(Data entries)
START

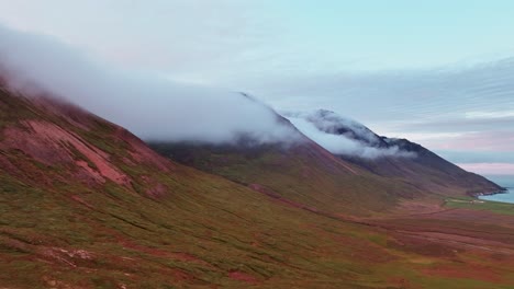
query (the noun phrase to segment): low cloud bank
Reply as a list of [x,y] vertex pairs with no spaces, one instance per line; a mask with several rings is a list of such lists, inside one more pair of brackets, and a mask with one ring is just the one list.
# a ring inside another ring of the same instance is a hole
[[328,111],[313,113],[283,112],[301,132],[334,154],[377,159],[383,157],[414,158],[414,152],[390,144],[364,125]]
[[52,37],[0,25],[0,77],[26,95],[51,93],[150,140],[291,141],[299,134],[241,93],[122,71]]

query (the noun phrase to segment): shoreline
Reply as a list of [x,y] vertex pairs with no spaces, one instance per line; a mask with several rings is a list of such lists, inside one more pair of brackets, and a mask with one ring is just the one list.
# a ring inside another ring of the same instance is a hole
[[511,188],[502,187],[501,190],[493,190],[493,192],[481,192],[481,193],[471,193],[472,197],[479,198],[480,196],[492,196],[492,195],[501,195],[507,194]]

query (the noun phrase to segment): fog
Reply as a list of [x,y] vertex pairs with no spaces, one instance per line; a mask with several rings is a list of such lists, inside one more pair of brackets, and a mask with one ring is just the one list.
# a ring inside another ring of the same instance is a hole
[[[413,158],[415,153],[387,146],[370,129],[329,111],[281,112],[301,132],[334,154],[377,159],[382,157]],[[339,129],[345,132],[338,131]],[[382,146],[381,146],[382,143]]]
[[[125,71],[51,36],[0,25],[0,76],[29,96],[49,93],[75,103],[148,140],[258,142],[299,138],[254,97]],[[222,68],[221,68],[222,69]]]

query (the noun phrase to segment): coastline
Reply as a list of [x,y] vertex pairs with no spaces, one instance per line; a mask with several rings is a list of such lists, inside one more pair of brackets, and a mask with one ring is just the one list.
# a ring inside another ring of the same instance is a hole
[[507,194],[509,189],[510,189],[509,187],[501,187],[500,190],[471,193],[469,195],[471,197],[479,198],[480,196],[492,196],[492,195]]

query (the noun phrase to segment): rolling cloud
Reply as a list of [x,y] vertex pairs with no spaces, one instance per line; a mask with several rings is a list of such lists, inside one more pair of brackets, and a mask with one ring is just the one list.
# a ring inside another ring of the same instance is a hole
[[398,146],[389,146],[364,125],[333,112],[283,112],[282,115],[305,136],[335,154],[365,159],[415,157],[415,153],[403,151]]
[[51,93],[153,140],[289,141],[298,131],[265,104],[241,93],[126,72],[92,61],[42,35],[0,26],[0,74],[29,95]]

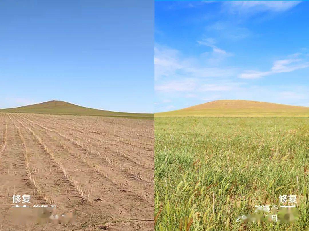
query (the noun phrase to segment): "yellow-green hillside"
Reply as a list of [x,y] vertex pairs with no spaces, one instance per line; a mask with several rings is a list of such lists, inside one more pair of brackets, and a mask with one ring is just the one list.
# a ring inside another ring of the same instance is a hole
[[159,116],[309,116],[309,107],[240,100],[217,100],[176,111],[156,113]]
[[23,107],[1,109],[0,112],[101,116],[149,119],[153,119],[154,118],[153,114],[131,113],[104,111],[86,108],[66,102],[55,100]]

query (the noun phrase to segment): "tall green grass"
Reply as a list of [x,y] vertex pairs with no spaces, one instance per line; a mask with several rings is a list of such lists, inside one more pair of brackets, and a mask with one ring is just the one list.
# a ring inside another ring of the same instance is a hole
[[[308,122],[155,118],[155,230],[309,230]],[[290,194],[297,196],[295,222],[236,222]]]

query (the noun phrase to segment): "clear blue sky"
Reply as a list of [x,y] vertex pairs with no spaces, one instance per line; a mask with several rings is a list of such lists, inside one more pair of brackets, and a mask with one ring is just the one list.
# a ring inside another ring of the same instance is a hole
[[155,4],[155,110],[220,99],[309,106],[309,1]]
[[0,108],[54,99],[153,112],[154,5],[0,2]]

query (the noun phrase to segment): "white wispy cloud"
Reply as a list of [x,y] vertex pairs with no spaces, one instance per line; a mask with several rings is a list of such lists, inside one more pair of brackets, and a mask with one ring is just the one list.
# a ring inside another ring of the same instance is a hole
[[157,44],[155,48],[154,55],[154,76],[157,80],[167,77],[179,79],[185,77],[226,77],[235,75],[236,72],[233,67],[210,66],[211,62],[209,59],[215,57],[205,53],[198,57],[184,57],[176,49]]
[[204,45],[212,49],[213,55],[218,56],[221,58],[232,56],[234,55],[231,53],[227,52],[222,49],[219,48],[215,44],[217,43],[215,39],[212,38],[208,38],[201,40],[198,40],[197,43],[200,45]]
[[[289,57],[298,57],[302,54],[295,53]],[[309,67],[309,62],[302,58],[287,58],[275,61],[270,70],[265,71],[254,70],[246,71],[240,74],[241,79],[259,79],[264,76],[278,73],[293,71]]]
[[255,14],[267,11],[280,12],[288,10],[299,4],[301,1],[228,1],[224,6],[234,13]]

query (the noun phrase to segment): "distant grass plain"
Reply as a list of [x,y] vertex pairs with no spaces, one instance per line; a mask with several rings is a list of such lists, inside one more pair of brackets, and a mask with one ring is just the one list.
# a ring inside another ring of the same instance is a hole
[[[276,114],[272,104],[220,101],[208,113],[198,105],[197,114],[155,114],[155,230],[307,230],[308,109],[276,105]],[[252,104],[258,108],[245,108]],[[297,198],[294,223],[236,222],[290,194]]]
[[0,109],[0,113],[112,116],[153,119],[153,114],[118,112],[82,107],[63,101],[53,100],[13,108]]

END

[WORK TO DO] Tally the lines in the data entries above that contain the string "grass", treating case as significant, and give only the number.

[RESULT FOR THIS TASK] 2